→ **WHAT IS ASKED**
Could you write out only the part of the material that opens with the line containing "Q: Bound the power line with a box." and closes with the line containing "[793,566,949,728]", both lines included and the requests kept unchanged, adding -95 to every bounding-box coordinate in the answers?

→ **INFORMATION PROVIDED**

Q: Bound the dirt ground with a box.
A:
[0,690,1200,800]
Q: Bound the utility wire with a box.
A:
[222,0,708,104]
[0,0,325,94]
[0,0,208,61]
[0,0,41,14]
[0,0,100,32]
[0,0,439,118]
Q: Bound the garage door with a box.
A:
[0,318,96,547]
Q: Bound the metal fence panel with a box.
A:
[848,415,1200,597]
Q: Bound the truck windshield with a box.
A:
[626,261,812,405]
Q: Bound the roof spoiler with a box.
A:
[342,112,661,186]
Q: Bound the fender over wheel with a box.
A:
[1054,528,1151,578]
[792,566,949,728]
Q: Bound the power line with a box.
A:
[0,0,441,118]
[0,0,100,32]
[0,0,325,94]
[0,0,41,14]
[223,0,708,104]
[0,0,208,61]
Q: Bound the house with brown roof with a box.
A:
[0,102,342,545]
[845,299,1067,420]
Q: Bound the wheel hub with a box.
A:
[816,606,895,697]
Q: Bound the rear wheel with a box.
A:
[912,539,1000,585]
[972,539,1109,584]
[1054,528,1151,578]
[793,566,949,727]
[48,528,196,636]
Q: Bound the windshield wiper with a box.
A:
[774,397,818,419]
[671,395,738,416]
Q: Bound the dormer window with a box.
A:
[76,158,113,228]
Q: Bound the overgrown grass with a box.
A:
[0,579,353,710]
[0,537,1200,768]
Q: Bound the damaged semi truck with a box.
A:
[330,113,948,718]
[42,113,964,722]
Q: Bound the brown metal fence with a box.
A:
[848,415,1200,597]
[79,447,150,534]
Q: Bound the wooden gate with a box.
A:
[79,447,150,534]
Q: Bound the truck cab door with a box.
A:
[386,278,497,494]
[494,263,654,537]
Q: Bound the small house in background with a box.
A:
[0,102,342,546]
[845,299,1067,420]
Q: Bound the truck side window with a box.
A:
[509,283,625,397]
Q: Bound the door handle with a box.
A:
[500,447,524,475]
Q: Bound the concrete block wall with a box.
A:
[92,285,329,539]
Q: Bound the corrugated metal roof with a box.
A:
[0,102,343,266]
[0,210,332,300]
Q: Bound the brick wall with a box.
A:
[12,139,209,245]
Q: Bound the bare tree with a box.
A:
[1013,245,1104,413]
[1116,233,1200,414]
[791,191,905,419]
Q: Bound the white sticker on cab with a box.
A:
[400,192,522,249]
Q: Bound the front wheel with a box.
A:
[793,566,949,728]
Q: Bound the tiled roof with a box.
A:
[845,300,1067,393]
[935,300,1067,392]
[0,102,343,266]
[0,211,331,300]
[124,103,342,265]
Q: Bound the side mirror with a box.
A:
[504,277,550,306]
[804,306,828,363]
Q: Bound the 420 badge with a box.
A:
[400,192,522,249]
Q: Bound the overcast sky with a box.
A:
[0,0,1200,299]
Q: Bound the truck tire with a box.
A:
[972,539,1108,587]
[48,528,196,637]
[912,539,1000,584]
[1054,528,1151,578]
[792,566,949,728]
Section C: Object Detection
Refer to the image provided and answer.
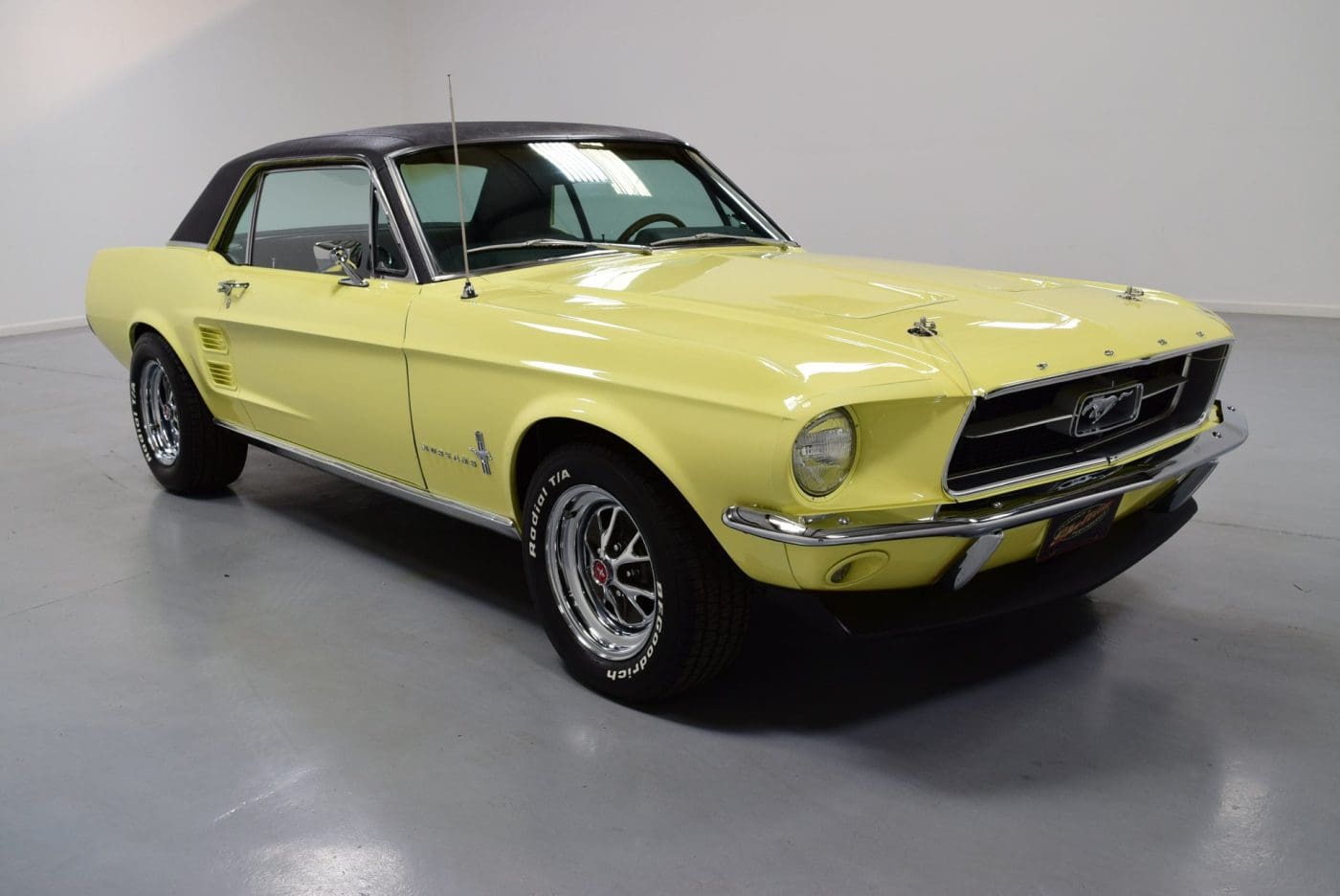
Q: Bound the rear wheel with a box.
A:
[130,332,247,494]
[523,443,751,701]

→ **RESULT OF THE TASK**
Q: Bound the power line with a box.
A:
[-95,-95,346,23]
[-95,-95,5,-63]
[-95,-95,230,-1]
[-95,-95,-54,-81]
[128,-95,613,9]
[-95,-95,113,-34]
Q: Bound the house with brown roof with a box.
A:
[-95,7,247,450]
[750,204,972,325]
Q: Bound the wheel hub with a box.
A:
[721,511,800,602]
Q: Bound the rear wheel with a box.
A:
[817,444,905,490]
[877,444,1014,489]
[959,433,1056,483]
[698,471,854,632]
[-47,433,101,541]
Q: Bound the windshield wiper with a box.
A:
[679,302,723,324]
[576,300,643,321]
Q: Bound the dormer window with a box.
A:
[-19,63,18,133]
Q: Bound the overgrown grass with a box.
A:
[-95,484,258,615]
[-95,442,1105,673]
Q: Bound the damaged semi truck with a box.
A:
[235,18,853,623]
[-53,18,869,627]
Q: Bound the brown metal fence with a box.
A:
[753,320,1105,502]
[-16,352,55,439]
Q: Bound the wooden gate with a box.
A:
[-16,352,55,439]
Q: Bound the truck cab door with a box.
A:
[291,183,402,399]
[399,168,559,442]
Q: Bound the small house in background with a box.
A:
[-95,7,247,451]
[750,204,972,325]
Q: Bound the truck side window with a box.
A:
[414,188,530,302]
Q: Bound the door handle with a box.
A:
[405,352,429,380]
Q: Bound the concrete block wall with a box.
A:
[-3,190,234,444]
Q: Bound the corrugated metal roof with a box.
A:
[-95,7,248,171]
[-95,115,237,205]
Q: Bound the brick wall with a box.
A:
[-83,44,114,150]
Q: Bound the bare tree with a box.
A:
[918,150,1009,318]
[1021,138,1105,319]
[696,96,810,324]
Q: Bound the white sticker on cab with a box.
A:
[305,97,427,154]
Q: Bound the front wheel with a box.
A:
[698,471,854,633]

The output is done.